## Directive:
Please copy all of the records below word for word, and leave the pictures out of your copy.

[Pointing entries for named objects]
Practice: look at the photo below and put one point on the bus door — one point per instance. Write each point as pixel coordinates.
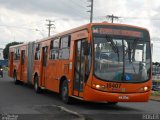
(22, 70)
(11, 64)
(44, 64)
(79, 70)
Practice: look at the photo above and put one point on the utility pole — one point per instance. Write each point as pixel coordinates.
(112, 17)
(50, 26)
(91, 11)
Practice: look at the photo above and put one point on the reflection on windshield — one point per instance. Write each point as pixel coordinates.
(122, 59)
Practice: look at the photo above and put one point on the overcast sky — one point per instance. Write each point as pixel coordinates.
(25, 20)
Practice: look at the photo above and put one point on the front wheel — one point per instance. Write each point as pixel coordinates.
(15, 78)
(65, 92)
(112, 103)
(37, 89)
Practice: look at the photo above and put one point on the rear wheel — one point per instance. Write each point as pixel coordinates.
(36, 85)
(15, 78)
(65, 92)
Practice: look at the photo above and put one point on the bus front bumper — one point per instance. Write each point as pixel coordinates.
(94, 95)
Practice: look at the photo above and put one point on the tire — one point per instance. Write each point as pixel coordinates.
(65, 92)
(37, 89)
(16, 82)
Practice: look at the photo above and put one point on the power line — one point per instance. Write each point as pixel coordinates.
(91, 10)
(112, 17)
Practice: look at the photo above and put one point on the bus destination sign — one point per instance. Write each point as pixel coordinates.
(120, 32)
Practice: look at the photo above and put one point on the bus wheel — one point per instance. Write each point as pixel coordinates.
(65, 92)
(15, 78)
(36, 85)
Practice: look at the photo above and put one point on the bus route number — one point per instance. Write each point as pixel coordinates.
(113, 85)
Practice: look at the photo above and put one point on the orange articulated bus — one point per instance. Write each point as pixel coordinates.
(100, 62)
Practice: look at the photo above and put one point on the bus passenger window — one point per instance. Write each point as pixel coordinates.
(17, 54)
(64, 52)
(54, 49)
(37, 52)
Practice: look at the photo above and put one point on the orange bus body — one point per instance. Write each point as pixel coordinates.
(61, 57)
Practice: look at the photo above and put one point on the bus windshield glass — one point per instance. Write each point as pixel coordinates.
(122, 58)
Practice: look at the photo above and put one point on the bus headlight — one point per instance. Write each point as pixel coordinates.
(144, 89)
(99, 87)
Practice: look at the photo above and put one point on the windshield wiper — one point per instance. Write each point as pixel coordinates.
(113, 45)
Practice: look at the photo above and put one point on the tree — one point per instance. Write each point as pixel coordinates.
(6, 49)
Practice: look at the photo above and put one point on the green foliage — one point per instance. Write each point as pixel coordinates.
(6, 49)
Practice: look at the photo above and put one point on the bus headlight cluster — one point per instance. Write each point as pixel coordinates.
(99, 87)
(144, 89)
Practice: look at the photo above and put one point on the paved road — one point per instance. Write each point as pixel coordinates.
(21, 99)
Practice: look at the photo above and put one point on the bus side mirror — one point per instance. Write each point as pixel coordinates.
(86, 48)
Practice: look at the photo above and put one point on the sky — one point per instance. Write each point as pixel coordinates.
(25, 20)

## Task response:
Practice: look at the photo below and put one point on the bus door — one point per instance. Write each point as pixel coordinates.
(22, 70)
(11, 64)
(44, 64)
(79, 70)
Practice: look at the photo above and put one point on the utility pole — one point per instance. Write each point as pixel coordinates.
(112, 17)
(50, 26)
(91, 11)
Practice: look at the photo above and put one point on the reflection on windshield — one point per instance. Write each point as pixel coordinates.
(122, 59)
Practice: look at the photo above and put one point on the overcast sky — one point per instance. Write each point as pixel coordinates.
(25, 20)
Practice: look at the photo above and put one point on the front wheel — one point per instance. Write each point as pixel coordinates.
(15, 78)
(65, 92)
(112, 103)
(37, 89)
Practice: look at the photo above and put one point on the rear wheel — one point per instance. Write each point as pixel coordinates.
(36, 85)
(15, 78)
(65, 92)
Practice: look at the photo above and put one point on the bus front bumper — one point per instance. Write each point as pixel coordinates.
(94, 95)
Practice: look at the photo above and put one point on the tire — one point per instance. Write each point as pixel coordinates.
(65, 92)
(37, 89)
(16, 82)
Practice: look at the photo above and put one point on the power line — one point per instance. Write each point as pixel coordinates.
(91, 10)
(112, 17)
Practice: look at the photo above and put one point on the bus destination sign — one point per instance. Write each point as pixel coordinates.
(120, 32)
Practice: look at the photo above and put one point on the bus wheel — one point per instance. Write each point as pixel coordinates.
(65, 92)
(15, 78)
(36, 85)
Practice: look at the photo above and put one point on the bus route number — one point per instance. Write each point as pixel coordinates.
(113, 85)
Practice: look at the photo above and put one point on the orange articulated bus — one point per instance. Write each point as pixel coordinates.
(100, 62)
Practice: look at the photo above and put one point on the bus passenger window — one point per instance. Write each point as pixel coordinates.
(17, 54)
(64, 52)
(54, 49)
(37, 52)
Practice: look at the photo above and put one point on the orange bus body — one point per instance. Write each point as pixel coordinates.
(61, 57)
Practice: look at the photo above and put one point on the bus windshield glass — one point per instance. Write each point as pixel coordinates.
(122, 58)
Practice: look at the photo above and put one point on the bus headlight — one point per instance. Write each point as pixel coordinates.
(144, 89)
(99, 87)
Practice: look at the photo above and put one point on the windshield wiper — one point per instance. Write each point as pixel coordinates.
(113, 45)
Practice: look at the photo above and put one point on the tree — one point per instance. Write each point as pixel coordinates.
(6, 49)
Practice: look at the photo above and put one point on the green foliage — one point per instance. Write each point as pixel coordinates.
(6, 49)
Practice: look at the photo above and put one point on the bus headlight cluster — one point per instance. Write each point as pixel coordinates.
(99, 87)
(144, 89)
Practice: look at the photo above and put one point on the paved road — one point per instance. Write each point as pixel coordinates.
(21, 99)
Practice: look at the photo above and put one point on the bus side mirror — one point per instance. Write each point as pixel coordinates.
(86, 48)
Practice: look at the photo above and put one point on the sky — one point per instance. Write each point as pixel coordinates.
(25, 20)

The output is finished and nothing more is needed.